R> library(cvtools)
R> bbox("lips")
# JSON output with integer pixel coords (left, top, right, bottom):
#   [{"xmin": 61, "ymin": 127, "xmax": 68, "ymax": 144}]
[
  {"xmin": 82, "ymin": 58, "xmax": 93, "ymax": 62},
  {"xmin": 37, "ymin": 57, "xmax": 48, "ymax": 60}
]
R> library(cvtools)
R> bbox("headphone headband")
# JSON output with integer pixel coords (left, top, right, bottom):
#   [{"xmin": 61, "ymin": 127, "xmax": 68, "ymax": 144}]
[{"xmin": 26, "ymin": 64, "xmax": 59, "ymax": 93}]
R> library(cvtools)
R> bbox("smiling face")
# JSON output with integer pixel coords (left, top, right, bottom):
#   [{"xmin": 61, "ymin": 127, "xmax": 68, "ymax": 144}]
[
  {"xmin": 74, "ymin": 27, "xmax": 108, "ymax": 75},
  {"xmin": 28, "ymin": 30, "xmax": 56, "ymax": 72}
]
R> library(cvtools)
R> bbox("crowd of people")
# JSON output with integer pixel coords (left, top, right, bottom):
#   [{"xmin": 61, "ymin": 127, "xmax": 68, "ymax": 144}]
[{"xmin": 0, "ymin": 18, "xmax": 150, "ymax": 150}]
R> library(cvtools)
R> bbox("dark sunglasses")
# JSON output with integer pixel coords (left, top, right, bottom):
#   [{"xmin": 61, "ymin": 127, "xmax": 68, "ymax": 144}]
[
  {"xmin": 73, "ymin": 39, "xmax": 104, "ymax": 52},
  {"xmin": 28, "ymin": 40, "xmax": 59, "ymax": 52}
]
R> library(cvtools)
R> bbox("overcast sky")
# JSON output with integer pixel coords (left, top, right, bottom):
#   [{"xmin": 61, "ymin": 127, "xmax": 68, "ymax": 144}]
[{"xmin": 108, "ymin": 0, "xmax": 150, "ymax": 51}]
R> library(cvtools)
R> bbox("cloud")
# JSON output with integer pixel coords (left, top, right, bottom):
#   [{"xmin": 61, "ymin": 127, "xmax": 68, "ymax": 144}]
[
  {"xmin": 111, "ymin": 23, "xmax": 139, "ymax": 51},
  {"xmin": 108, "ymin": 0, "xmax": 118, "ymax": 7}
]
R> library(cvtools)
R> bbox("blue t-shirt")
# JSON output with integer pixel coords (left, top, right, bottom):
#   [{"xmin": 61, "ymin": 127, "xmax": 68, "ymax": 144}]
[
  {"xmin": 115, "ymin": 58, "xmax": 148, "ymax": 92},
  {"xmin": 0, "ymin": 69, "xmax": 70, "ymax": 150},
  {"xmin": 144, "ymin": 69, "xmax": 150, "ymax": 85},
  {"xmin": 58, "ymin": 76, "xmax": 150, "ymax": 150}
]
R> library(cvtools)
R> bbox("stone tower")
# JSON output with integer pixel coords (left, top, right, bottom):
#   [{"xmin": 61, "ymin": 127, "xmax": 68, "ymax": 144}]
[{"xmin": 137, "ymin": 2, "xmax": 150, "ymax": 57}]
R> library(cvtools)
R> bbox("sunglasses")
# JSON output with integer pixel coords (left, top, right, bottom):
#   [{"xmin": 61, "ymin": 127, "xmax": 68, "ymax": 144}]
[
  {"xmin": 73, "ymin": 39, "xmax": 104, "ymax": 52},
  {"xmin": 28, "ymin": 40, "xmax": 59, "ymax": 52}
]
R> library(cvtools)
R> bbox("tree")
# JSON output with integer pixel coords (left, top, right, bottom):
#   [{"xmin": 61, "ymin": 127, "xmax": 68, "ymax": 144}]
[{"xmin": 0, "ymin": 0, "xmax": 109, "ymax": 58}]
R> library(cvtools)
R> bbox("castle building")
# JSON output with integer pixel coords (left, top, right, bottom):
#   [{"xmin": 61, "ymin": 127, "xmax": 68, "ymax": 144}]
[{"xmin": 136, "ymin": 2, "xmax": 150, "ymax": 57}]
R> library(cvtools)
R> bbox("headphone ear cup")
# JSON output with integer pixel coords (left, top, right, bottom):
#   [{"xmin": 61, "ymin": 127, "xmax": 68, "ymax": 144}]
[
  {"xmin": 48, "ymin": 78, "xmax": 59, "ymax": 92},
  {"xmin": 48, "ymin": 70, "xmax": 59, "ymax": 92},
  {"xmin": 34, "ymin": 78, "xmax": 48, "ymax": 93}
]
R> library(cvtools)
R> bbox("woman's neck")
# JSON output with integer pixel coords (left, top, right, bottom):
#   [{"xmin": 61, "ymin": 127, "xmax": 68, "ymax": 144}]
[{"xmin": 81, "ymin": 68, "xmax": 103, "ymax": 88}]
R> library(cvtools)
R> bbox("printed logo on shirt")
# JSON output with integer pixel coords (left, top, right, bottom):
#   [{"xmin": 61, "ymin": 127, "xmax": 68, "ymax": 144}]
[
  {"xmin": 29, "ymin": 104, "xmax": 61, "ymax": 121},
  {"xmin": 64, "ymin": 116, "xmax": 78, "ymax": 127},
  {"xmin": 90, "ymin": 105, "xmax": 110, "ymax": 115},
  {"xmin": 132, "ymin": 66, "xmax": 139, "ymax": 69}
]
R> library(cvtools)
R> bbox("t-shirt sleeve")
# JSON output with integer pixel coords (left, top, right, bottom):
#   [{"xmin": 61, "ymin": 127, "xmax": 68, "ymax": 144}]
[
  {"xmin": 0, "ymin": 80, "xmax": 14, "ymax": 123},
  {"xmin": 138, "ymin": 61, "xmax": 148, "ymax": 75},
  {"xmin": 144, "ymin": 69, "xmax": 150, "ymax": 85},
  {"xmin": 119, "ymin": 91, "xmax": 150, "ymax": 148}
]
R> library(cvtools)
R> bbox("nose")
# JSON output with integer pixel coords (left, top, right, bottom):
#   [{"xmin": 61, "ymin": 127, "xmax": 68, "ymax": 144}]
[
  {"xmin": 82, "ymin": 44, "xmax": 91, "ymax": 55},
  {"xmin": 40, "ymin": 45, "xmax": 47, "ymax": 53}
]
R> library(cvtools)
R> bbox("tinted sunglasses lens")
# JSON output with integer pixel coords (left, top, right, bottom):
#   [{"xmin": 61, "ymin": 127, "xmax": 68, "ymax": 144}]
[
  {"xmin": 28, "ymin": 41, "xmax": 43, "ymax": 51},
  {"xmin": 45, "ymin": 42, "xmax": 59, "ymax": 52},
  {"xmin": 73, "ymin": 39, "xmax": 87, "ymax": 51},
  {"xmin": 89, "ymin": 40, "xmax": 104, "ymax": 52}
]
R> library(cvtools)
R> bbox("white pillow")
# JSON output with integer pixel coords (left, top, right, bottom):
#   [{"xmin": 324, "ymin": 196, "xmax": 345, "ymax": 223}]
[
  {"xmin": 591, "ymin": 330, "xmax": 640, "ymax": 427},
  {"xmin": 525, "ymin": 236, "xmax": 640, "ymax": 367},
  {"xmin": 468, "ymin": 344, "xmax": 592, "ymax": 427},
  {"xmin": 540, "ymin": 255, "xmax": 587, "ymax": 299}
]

* **EXERCISE**
Filter the records down to every line that contains the word "headphone", matching its case exactly.

* **SOLUTION**
R> bbox("headphone headband")
R> bbox("headphone ear cup")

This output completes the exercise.